#### Aim:
Retype each record shown below, leaving every character as it is.

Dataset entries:
↓
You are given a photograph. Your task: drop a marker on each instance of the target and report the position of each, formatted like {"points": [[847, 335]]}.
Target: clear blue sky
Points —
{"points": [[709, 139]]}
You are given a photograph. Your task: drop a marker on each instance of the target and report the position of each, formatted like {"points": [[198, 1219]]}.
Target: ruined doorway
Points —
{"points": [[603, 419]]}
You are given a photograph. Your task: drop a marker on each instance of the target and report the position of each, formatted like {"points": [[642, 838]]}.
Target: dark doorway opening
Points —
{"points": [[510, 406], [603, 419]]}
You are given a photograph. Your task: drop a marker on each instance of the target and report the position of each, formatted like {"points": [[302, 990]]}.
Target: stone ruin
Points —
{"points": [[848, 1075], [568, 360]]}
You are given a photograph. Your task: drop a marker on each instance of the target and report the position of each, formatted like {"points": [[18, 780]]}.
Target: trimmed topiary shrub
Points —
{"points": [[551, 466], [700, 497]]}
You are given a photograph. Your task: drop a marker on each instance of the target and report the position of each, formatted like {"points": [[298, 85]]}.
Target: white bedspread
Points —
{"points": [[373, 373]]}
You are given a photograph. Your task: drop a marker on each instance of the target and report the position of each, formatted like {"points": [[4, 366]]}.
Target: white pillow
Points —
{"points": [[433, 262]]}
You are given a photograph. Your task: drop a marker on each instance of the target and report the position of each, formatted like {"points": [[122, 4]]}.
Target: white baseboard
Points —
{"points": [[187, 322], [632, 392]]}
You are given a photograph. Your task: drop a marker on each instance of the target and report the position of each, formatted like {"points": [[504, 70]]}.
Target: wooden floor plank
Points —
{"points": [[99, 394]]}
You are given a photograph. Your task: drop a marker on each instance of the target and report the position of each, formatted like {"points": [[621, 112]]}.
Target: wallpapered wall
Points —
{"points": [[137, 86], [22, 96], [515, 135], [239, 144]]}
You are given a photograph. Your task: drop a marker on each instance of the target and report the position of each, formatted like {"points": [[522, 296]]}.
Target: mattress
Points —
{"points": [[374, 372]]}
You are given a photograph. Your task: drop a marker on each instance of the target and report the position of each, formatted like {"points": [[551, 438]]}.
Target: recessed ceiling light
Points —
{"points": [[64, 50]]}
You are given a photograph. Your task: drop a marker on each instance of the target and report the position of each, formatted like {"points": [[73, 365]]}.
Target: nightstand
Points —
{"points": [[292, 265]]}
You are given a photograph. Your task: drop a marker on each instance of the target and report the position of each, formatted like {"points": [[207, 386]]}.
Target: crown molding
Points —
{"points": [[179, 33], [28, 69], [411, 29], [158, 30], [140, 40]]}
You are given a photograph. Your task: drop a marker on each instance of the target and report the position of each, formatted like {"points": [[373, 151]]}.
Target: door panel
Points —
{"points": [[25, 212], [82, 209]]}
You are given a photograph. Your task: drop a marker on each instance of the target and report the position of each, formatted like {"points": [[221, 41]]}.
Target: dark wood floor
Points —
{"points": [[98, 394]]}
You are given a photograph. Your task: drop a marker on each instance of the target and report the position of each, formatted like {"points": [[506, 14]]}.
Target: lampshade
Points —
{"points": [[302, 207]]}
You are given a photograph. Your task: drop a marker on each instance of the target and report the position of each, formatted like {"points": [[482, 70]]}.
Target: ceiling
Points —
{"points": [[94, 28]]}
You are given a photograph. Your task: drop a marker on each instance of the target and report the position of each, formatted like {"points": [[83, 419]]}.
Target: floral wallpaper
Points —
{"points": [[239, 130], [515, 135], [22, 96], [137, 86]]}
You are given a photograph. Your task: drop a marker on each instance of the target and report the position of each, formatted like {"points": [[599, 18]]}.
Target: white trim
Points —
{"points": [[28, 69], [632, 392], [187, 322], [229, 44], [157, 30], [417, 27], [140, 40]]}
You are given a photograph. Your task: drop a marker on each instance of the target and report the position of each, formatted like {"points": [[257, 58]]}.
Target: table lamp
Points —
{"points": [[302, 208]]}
↑
#### Right answer:
You are given a photograph. Your task: drop a marker on each instance of the target and report the position of each, formatted like {"points": [[847, 335]]}.
Target: clear blue sky
Points —
{"points": [[709, 139]]}
You are given a photograph. Your task: drop a marker on each instance of the target and report the position of each, formatted like {"points": [[198, 1219]]}.
Target: ruined doorway
Points —
{"points": [[603, 419]]}
You are given a photograph. Your task: drop a marker on each instance of the target and report the position of each, formatted like {"points": [[642, 838]]}.
Target: dark doorway opening
Points —
{"points": [[510, 406], [603, 419]]}
You are given a photograph. Your task: drop a marker on each instance of the target and report the position of each, formatted like {"points": [[302, 990]]}.
Target: stone ruin
Points —
{"points": [[848, 1075], [568, 360]]}
You are given a photograph. Your task: drop a marker on each instance of the target and report the position of each, formatted like {"points": [[18, 780]]}.
Target: trimmed topiary shrub
Points —
{"points": [[551, 466], [700, 497]]}
You are given a photograph. Your task: drop a marker on each instance of the target and report the position of each, formatted like {"points": [[298, 85]]}.
Target: white bedspread
Points —
{"points": [[373, 373]]}
You are given a photograph. Your task: drop a marker on each instance of the target and report the position of each, formatted like {"points": [[4, 366]]}.
Target: white pillow
Points —
{"points": [[433, 262]]}
You are given a photograph. Your task: drop a marker on each instance of the target and report the position of each, formatted like {"points": [[122, 4]]}.
Target: white baseboard
Points —
{"points": [[187, 322], [632, 392]]}
You are given a photograph. Your task: drop a marker on each instance of the target and report the position of each, formatted like {"points": [[504, 70]]}.
Target: wooden floor plank
Points —
{"points": [[99, 394]]}
You are given a photograph. Your task: drop a marker on each instance of the target and report the position of each, formatted like {"points": [[621, 112]]}.
Target: wallpapered wall
Points —
{"points": [[137, 86], [22, 96], [515, 135], [239, 144]]}
You are given a photograph. Your task: drop a marker on each instance of the target and report the position of each, formatted like {"points": [[522, 296]]}.
Target: mattress
Points —
{"points": [[374, 372]]}
You are given a photograph. Your task: drop a marker on each instance of the target and report the position of each, formatted like {"points": [[551, 438]]}.
Target: recessed ceiling light
Points —
{"points": [[64, 50]]}
You are given a photograph. Your task: drop a marker on each instance of the target and report the position of each, formatted like {"points": [[73, 365]]}.
Target: nightstand
Points —
{"points": [[292, 265]]}
You are given a photograph. Your task: drop a marker on each instance of the target and report the position of each, formatted like {"points": [[207, 386]]}.
Target: crown molding
Points —
{"points": [[179, 33], [28, 69], [411, 29], [158, 30], [140, 40]]}
You are given a photograph. Your task: drop a marker on each instance of the target and report the position of each, formatted like {"points": [[373, 151]]}.
Target: door panel
Points —
{"points": [[25, 212], [82, 209]]}
You are given a photograph. Your task: drop a marker on each instance of the target and report the position of each, formatted like {"points": [[221, 41]]}.
Target: dark wood floor
Points —
{"points": [[98, 394]]}
You are given a photograph. Your task: drop a marker on each instance of the target and report the position of each, formatted like {"points": [[506, 14]]}.
Target: lampshade
Points —
{"points": [[302, 207]]}
You are given a photograph. Your task: drop a marker on each instance of the target and report the position of each, formatted like {"points": [[482, 70]]}.
Target: ceiling
Points —
{"points": [[94, 28]]}
You are given a photograph. Your task: drop a marker on each instance of the target and report the position of each, formatted like {"points": [[83, 419]]}.
Target: floral wallpaper
Points —
{"points": [[239, 130], [515, 135], [22, 96], [137, 86]]}
You are given a photograph. Your task: drop a marker on each instance of the target and report the position of each, formatted like {"points": [[599, 18]]}.
Target: white trim
Points —
{"points": [[28, 69], [632, 392], [187, 322], [229, 44], [157, 30], [417, 27], [140, 40]]}
You are given a photograph. Your task: drop a marker on each instance of the target and report the position of each, formatted like {"points": [[257, 58]]}.
Target: table lamp
Points —
{"points": [[302, 208]]}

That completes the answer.